## Challenge:
Carry on the article about the NFL's blackout rule change from the point where it stops.

-------- Extract --------

According to published reports, this season the National Football League (NFL) will change existing rules that result in game day television broadcasts to be blacked out in the local market when games are not sold out. Owners recently passed a resolution allowing teams to decide to broadcast games locally when more than 85 percent of seats are filled, overturning the longtime requirement for full capacity seating.
Congressman Brian Higgins, and members of the Buffalo Fan Alliance and local fan movement the Bills Mafia, who have strongly urged the NFL to reconsider any blackout policies, hailed the progress as a victory for fans.
“This is a game-changer for football enthusiasts in Buffalo and across the nation,” said Congressman Higgins. “Fans let their voices be heard and they certainly deserve this victory. “The momentum began when FCC Commissioners suggested the 36-year old rule deserved a ‘fresh look,’ grabbing the attention of the NFL. But it was the loyal and enthusiastic football followers who really drove this down the field.”

-------- Data records --------

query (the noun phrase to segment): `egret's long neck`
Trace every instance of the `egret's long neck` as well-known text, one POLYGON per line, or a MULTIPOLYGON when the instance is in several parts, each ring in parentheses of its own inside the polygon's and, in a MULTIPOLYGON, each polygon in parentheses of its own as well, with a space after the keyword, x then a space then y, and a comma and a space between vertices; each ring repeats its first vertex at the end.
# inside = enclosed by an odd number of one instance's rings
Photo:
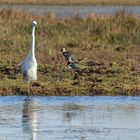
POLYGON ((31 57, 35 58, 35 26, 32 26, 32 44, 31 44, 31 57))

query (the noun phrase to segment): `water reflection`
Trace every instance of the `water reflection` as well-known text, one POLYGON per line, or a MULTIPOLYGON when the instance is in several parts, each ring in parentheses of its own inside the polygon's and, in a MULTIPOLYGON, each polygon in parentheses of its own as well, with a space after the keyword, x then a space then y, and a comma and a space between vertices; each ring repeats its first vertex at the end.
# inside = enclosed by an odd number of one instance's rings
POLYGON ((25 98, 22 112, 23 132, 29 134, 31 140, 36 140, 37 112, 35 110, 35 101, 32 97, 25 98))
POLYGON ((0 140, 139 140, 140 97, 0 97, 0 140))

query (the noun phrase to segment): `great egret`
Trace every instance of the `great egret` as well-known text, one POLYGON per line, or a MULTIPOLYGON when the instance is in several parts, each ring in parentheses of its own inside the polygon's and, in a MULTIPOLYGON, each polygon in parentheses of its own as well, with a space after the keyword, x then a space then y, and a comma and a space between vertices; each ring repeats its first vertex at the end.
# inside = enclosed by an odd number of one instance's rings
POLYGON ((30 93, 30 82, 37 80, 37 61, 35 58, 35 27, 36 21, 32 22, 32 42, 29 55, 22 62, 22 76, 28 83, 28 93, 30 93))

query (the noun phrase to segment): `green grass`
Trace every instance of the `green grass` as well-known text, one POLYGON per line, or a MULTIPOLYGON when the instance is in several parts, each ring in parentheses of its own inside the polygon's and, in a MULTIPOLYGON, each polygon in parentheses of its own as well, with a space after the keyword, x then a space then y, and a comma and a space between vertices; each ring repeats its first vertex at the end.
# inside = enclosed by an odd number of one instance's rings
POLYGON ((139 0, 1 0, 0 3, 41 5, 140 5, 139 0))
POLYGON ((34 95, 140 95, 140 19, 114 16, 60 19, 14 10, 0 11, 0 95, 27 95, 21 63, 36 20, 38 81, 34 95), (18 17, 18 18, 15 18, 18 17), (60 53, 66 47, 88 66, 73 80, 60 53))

--------

## Answer:
“When the FCC had its comment period, Buffalo was by far and away the largest market to write into the FCC to express their opinion that the blackout rule should be changed,” said Matt Sabuda, President of the Buffalo Fan Alliance. “I give the NFL a ton of credit for doing it so quickly. They listened to fans, they recognized it, and to change in a period of less than a year is remarkable”
Bills Mafia founder Del Reid added, “Reducing the sales requirement to 85% is great news for football fans not only in Western New York, but in all NFL markets. Now, local fans who are unable to attend the game, but still support the team through other revenue streams such as merchandise sales, stand a much smaller chance of being penalized for something that is often beyond their control.”
The NFL has a policy of blacking out games that are not sold out to the home market. A 1961 federal law requires broadcasters (networks) to abide by the League’s blackout policy. On January 12th the Federal Communications Commission (FCC) opened up a public comment period on a long-time FCC rule that requires cable or satellite providers to honor the blackout rule if it applies to the local affiliate it carries.
As one of the largest stadiums in the National Football League, Ralph Wilson Stadium in Western New York has seating for over 73,000. The league average for attendance last year was 67,000. This past season almost half of the Buffalo Bills’ home games were blacked out.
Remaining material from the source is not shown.